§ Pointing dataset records
::::::::
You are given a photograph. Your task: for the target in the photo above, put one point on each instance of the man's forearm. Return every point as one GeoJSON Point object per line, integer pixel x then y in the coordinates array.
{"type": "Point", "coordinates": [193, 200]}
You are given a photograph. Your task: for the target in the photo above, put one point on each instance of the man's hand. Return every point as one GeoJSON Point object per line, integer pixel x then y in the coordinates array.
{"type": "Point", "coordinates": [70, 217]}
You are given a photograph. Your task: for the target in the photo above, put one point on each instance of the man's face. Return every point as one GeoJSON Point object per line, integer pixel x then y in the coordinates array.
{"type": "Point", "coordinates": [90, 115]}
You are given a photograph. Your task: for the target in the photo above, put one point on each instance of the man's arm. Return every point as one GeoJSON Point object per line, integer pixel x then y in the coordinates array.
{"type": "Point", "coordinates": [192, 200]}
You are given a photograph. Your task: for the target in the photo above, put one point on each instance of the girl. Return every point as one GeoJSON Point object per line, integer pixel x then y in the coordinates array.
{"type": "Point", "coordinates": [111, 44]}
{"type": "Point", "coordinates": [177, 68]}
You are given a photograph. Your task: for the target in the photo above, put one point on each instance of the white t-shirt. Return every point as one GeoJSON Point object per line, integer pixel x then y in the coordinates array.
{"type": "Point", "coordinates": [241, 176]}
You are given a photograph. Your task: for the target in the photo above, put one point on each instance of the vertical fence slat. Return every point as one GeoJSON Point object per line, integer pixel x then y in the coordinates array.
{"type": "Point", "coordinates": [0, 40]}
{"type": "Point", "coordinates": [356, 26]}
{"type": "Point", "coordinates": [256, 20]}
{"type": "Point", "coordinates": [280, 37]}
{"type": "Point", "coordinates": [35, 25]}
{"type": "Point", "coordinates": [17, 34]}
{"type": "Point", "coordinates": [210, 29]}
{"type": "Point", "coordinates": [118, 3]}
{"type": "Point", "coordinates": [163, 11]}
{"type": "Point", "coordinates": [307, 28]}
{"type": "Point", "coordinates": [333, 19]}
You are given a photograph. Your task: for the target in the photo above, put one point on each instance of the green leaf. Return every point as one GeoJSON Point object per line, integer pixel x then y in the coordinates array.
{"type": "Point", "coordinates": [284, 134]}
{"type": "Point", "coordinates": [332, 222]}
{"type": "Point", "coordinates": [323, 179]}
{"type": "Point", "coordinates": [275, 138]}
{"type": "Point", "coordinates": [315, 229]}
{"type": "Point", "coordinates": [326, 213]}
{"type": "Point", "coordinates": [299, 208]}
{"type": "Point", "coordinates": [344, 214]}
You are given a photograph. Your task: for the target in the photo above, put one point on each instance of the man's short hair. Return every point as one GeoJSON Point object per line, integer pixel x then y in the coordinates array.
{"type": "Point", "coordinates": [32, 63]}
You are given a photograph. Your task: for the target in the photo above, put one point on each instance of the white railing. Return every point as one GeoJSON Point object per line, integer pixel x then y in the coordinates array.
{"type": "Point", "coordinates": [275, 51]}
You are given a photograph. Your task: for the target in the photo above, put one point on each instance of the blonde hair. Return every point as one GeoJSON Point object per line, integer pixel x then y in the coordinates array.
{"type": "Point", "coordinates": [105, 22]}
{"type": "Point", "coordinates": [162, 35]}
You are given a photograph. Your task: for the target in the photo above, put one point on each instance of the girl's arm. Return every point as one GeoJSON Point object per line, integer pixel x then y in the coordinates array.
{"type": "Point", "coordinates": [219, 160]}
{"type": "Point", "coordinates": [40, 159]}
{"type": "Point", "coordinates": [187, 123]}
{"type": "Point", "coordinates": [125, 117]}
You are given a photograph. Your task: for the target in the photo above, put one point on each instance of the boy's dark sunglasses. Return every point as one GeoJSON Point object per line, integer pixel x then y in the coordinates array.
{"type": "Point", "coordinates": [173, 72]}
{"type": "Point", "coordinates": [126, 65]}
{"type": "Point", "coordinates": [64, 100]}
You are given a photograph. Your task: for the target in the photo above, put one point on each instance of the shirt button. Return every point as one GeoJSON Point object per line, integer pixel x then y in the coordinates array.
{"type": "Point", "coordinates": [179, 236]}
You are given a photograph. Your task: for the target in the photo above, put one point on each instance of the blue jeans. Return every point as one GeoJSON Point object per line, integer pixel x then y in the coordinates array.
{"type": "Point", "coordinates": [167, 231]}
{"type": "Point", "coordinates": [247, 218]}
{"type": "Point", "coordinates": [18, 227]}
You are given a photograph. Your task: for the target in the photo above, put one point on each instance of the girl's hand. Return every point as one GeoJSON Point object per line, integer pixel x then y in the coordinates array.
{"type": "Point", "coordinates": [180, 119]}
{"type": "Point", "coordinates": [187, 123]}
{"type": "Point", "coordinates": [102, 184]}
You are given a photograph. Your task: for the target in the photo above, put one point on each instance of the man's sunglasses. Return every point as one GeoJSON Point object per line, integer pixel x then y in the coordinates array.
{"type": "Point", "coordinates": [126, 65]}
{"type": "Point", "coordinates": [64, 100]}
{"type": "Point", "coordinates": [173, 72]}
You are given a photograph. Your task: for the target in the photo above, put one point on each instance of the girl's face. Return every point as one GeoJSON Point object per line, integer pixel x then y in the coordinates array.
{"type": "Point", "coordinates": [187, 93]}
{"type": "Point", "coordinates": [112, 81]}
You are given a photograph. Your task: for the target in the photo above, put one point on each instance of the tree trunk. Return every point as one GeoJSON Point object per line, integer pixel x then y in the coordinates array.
::::::::
§ Written instruction
Update the records above by putting "a separate GeoJSON Point object on each line" in place of every "one GeoJSON Point object per line". Leave all other wording unchanged.

§ Worked solution
You are given a photograph. Your task: for the target in the photo above, put one point on each instance of the man's forearm. Return every point as a separate GeoJSON Point object on each line, integer pixel x then y in the coordinates array.
{"type": "Point", "coordinates": [193, 200]}
You are given a photograph. Your task: for the target in the photo above, put one point on each instance of the man's hand. Return every point as a separate GeoJSON Point object on each line, integer pixel x then y in the coordinates array.
{"type": "Point", "coordinates": [70, 217]}
You are given a photograph. Your task: for the target in the photo above, put one point on each instance of the man's face. Return every point as a separate GeoJSON Point object on each line, integer pixel x then y in the coordinates array.
{"type": "Point", "coordinates": [90, 115]}
You are given a photograph. Your task: for the target in the photo above, put one point on each instance of the man's arm. Return every point as a separate GeoJSON Point object on each line, integer pixel x then y in the coordinates array.
{"type": "Point", "coordinates": [192, 200]}
You are given a photograph. Your task: for the target in the photo above, put one point on each instance of the girl. Return every point as a separate GeoJSON Point object on each line, integer pixel x then y in the coordinates array.
{"type": "Point", "coordinates": [111, 44]}
{"type": "Point", "coordinates": [177, 68]}
You are given a photograph. Your task: for the target in the photo above, put one point on each instance of the white t-shirt. Return every point as a separate GeoJSON Point object on each line, integer pixel x then y in the coordinates array.
{"type": "Point", "coordinates": [241, 176]}
You are given a photograph. Your task: for the target in the photo above, put one point on each instance of the vertical fence slat. Return every point as a separate GeoJSON Point object on each line, integer pixel x then y in the coordinates array.
{"type": "Point", "coordinates": [0, 40]}
{"type": "Point", "coordinates": [356, 26]}
{"type": "Point", "coordinates": [256, 20]}
{"type": "Point", "coordinates": [280, 37]}
{"type": "Point", "coordinates": [35, 25]}
{"type": "Point", "coordinates": [17, 34]}
{"type": "Point", "coordinates": [210, 29]}
{"type": "Point", "coordinates": [118, 3]}
{"type": "Point", "coordinates": [163, 11]}
{"type": "Point", "coordinates": [307, 28]}
{"type": "Point", "coordinates": [333, 19]}
You are given a photograph. Your task: for the target in the photo above, put one point on each instance of the green leaf. Return every point as a separate GeoJSON Point object on each line, integer pixel x then y in the coordinates array.
{"type": "Point", "coordinates": [284, 134]}
{"type": "Point", "coordinates": [332, 222]}
{"type": "Point", "coordinates": [323, 179]}
{"type": "Point", "coordinates": [275, 138]}
{"type": "Point", "coordinates": [315, 229]}
{"type": "Point", "coordinates": [326, 213]}
{"type": "Point", "coordinates": [299, 208]}
{"type": "Point", "coordinates": [344, 214]}
You are given a photograph. Your task: for the target in the photo above, put one point on each instance of the man's short hair. Return every point as a separate GeoJSON Point object on each line, integer pixel x then y in the coordinates array.
{"type": "Point", "coordinates": [32, 63]}
You are given a photograph. Your task: for the target in the photo above, put one point on each instance of the white railing. Return every point as a separate GeoJSON Point object on each line, integer pixel x then y in the coordinates array.
{"type": "Point", "coordinates": [275, 51]}
You are given a photograph. Your task: for the target in the photo above, put one point on each instance of the blonde hair. Return every point as a separate GeoJSON Point object on each line, integer pixel x then y in the coordinates array.
{"type": "Point", "coordinates": [105, 22]}
{"type": "Point", "coordinates": [162, 35]}
You are given a photograph. Your task: for the target in the photo above, put one point on each instance of the girl's arm. Return every point as a separate GeoJSON Point object on each line, integer pixel x then y in the coordinates array.
{"type": "Point", "coordinates": [219, 160]}
{"type": "Point", "coordinates": [40, 159]}
{"type": "Point", "coordinates": [187, 123]}
{"type": "Point", "coordinates": [125, 117]}
You are given a photograph. Your task: for the target in the photo above, put one point on each instance of the boy's dark sunglasses. Return every point as a separate GeoJSON Point object on each line, integer pixel x then y in the coordinates array.
{"type": "Point", "coordinates": [173, 72]}
{"type": "Point", "coordinates": [126, 65]}
{"type": "Point", "coordinates": [64, 100]}
You are given a photograph. Your task: for the target in the photo above, put one point on each instance of the shirt button. Return every point as a separate GeoJSON Point object on each line, integer pixel x then y in the coordinates array.
{"type": "Point", "coordinates": [179, 236]}
You are given a photograph. Your task: for the target in the photo above, put one point on each instance of the blue jeans. Return every point as a separate GeoJSON Point object on each line, integer pixel x then y in the coordinates array.
{"type": "Point", "coordinates": [167, 231]}
{"type": "Point", "coordinates": [247, 218]}
{"type": "Point", "coordinates": [18, 227]}
You are given a photograph. Your task: for the target in the photo above, put one point on each instance of the girl's hand. Return every point as a separate GeoJSON Point object on each line, integer pixel x then y in the coordinates array.
{"type": "Point", "coordinates": [180, 119]}
{"type": "Point", "coordinates": [187, 123]}
{"type": "Point", "coordinates": [102, 184]}
You are given a photograph. Your task: for the target in the photo above, put one point on each instance of the man's sunglasses. Return every point as a separate GeoJSON Point object on each line, integer pixel x then y in the coordinates array.
{"type": "Point", "coordinates": [126, 65]}
{"type": "Point", "coordinates": [64, 100]}
{"type": "Point", "coordinates": [173, 72]}
You are given a photograph. Your task: for the target in the photo above, put one point on each instance of the girl's face. Return every point as a separate GeoJSON Point object on each line, integer pixel x then y in the coordinates array.
{"type": "Point", "coordinates": [187, 93]}
{"type": "Point", "coordinates": [112, 81]}
You are given a photograph. Your task: for the target in the photo above, put one point on each instance of the tree trunk. Return every point as a separate GeoJSON Point object on each line, integer pixel x then y in the coordinates array.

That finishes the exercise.